Stored dataset items:
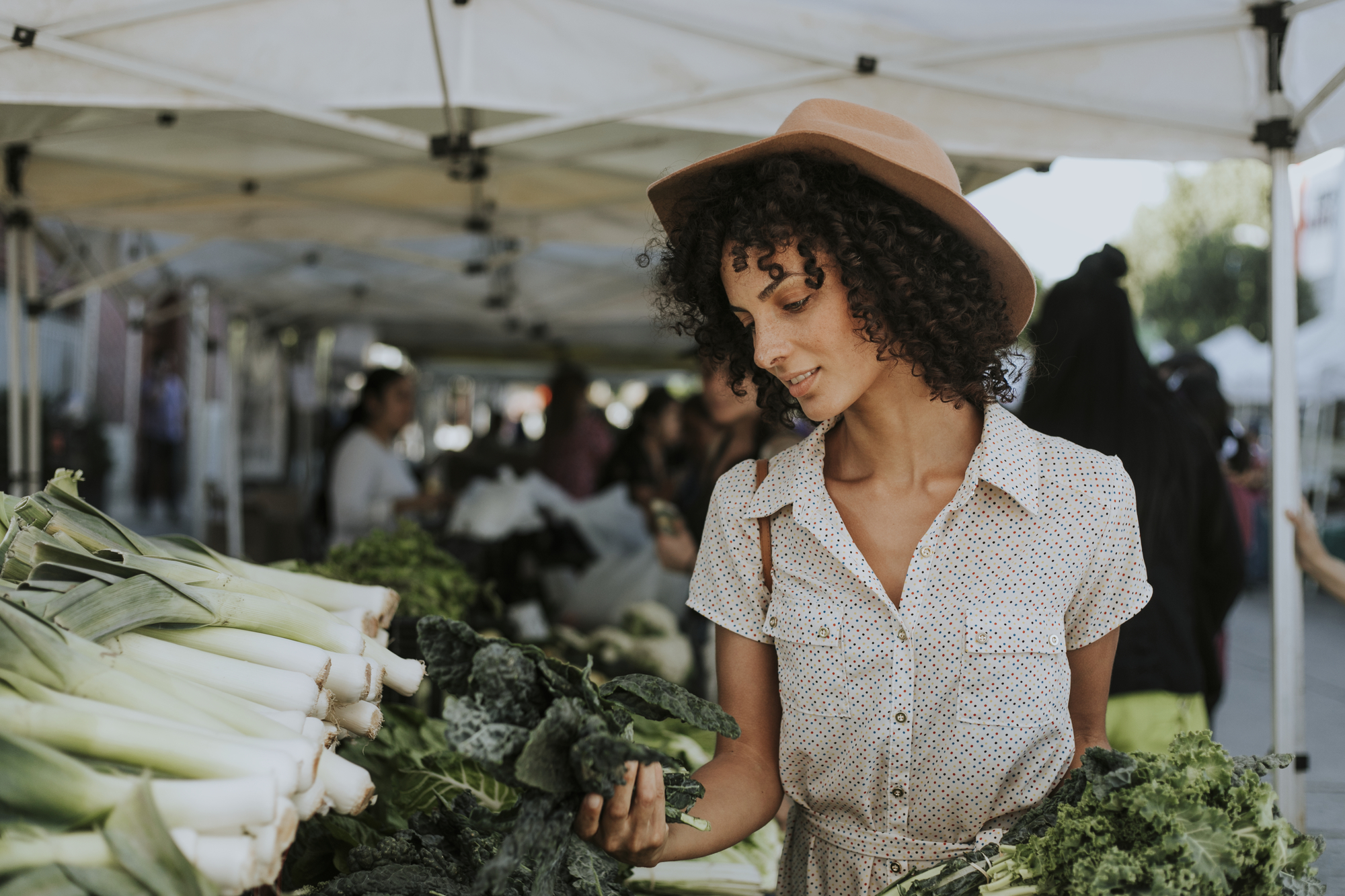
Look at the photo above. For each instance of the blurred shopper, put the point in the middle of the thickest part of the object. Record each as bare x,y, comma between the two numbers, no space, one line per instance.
371,485
163,425
578,440
644,455
1096,388
1313,557
742,435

Instruction: Arrange every line of the data above as a Markdown table with the columns "Row" and "Data line," numbering the rows and skipping blank lines. Leave the pictures out.

Exercise result:
| Row | Data line |
|---|---|
| 1 | Look at the photo above. For each instance of the blurred shopper, put the point in the middle of the thickest part of the object. Record each as bare x,y, comma between the two numbers, no space, one line per instance. |
| 2 | 371,485 |
| 3 | 163,425 |
| 4 | 578,440 |
| 5 | 644,455 |
| 6 | 1096,388 |
| 7 | 1313,557 |
| 8 | 742,435 |